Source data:

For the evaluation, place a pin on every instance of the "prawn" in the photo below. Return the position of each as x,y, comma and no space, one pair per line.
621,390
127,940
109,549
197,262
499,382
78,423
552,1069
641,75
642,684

...

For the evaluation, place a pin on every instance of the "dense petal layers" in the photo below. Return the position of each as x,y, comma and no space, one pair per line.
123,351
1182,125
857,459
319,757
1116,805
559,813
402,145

* * *

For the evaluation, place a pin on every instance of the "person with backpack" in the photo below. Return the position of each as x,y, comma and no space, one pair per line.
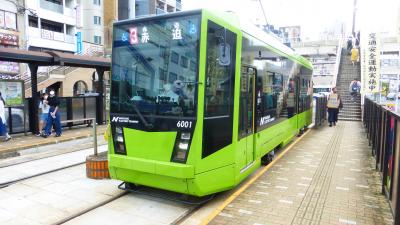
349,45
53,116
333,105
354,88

SHORT EXERCISE: From the records above, copy out each line containing the string "person", keeping the lines in their original order.

TASK RESULT:
For the evaluation, place a pin on every instance of the "person with backpack" in the photo below. Return the position of each as x,y, comma and no space, one pair per line.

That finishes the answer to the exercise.